DATA IN THIS EXERCISE Start Marker

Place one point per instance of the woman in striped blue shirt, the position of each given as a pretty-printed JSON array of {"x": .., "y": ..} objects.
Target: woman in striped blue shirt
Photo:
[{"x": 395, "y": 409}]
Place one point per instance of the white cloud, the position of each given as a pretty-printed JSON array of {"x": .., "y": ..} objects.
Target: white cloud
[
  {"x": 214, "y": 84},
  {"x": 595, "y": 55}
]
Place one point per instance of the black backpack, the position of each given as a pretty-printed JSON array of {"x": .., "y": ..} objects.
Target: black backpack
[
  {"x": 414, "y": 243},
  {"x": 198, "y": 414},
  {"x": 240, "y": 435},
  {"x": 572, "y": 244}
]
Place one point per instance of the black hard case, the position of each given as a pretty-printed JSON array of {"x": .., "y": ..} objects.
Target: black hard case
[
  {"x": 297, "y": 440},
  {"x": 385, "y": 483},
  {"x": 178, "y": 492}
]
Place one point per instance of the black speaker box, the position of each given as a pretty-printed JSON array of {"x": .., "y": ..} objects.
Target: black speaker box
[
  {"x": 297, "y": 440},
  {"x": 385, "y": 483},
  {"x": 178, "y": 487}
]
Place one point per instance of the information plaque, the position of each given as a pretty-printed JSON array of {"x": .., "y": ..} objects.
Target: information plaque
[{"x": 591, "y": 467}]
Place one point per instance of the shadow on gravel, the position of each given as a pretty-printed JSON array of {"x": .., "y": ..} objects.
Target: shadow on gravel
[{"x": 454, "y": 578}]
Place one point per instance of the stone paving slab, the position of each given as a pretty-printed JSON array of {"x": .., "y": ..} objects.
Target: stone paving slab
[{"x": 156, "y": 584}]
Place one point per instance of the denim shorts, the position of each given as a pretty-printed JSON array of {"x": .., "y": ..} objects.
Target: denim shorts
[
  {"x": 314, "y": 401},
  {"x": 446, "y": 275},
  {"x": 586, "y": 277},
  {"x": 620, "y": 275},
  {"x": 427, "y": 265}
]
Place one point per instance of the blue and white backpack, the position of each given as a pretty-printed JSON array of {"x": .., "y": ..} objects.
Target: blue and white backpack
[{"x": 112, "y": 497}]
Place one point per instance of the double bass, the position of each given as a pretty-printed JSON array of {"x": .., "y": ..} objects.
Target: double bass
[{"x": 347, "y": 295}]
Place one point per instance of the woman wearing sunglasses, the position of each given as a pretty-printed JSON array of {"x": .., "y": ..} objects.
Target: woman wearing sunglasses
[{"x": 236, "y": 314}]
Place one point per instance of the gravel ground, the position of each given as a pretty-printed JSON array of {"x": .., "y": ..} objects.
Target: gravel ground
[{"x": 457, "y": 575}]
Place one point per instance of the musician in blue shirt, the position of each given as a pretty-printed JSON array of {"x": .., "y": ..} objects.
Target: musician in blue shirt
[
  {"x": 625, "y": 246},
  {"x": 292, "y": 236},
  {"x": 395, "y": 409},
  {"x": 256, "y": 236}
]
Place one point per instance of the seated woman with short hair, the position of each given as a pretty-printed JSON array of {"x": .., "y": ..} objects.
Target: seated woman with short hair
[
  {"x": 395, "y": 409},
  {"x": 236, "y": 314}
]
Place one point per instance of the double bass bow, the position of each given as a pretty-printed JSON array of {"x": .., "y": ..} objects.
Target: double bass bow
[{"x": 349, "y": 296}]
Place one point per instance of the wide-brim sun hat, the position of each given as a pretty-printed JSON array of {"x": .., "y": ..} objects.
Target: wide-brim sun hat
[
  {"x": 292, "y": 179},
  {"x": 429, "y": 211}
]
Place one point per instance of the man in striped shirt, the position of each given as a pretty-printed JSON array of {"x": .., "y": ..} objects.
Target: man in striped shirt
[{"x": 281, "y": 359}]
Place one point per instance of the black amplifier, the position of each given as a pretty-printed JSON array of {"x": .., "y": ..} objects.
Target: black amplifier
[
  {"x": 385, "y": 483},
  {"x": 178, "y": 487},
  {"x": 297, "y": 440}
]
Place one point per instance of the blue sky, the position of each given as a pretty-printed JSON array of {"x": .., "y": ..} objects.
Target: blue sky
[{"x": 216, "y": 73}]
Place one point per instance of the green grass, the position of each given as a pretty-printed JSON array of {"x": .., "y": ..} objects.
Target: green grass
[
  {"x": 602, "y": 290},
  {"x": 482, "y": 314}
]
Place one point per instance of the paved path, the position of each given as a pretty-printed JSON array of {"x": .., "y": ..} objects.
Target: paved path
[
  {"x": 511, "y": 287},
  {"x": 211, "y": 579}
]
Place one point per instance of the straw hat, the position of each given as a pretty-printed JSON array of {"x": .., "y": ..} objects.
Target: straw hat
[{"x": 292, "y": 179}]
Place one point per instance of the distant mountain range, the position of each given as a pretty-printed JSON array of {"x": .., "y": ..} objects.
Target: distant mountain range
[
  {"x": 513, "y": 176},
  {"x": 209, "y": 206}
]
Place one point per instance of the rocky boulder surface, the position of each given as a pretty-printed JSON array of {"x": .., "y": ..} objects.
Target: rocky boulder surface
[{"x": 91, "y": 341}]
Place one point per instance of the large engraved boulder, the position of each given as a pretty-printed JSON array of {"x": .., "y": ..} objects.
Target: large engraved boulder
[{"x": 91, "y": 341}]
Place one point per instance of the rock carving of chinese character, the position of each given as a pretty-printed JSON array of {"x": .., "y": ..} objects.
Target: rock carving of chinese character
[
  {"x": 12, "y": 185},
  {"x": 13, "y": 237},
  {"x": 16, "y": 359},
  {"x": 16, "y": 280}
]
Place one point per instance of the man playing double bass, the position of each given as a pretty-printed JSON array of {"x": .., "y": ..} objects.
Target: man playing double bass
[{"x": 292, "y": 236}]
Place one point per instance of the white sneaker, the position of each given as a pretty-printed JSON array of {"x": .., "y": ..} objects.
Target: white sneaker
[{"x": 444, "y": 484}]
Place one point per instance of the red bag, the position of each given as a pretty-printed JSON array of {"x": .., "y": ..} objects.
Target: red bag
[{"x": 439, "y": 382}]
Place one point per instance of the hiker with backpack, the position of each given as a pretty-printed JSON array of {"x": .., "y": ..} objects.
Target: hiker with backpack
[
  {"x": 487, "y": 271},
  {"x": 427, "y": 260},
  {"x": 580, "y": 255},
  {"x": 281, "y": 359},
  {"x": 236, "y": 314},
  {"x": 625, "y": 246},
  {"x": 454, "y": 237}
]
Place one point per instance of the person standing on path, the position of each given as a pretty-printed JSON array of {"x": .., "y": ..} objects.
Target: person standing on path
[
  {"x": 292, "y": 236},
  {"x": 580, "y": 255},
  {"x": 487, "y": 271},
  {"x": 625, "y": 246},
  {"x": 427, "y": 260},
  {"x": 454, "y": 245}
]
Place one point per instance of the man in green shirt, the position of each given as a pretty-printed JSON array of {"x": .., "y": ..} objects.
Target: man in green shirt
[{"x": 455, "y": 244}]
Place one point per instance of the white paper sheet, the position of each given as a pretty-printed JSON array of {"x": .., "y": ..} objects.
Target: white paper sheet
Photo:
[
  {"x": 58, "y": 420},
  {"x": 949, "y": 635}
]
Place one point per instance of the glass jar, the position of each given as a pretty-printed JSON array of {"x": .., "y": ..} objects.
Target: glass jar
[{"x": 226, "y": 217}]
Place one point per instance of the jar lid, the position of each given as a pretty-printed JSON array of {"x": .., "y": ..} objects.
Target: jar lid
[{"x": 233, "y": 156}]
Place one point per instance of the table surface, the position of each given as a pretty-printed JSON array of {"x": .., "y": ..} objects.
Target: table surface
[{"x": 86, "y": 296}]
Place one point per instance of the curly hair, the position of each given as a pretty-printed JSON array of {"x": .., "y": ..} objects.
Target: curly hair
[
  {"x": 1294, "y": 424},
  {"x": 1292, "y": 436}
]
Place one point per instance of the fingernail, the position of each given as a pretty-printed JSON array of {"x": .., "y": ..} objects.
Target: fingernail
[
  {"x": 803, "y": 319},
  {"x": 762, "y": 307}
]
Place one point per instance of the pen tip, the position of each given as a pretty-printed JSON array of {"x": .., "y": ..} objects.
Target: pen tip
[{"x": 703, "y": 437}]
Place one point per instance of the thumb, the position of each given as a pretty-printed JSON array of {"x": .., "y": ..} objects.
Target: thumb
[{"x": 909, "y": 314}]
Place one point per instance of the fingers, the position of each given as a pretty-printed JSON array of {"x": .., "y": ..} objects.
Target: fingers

DATA IN THIS EXERCISE End Marker

Only the lines above from the one with "Place one point per instance of the table" up to and including the one with "Place one point per instance of the curly" should be repeated, exactly as written.

Place one point per instance of the table surface, the position of each given as a pretty-printed JSON array of {"x": .., "y": ..} objects.
Target: table surface
[{"x": 86, "y": 296}]
Place one point per instance of the curly hair, the position of each given as a pretty-printed JSON array of {"x": .., "y": ..} objects.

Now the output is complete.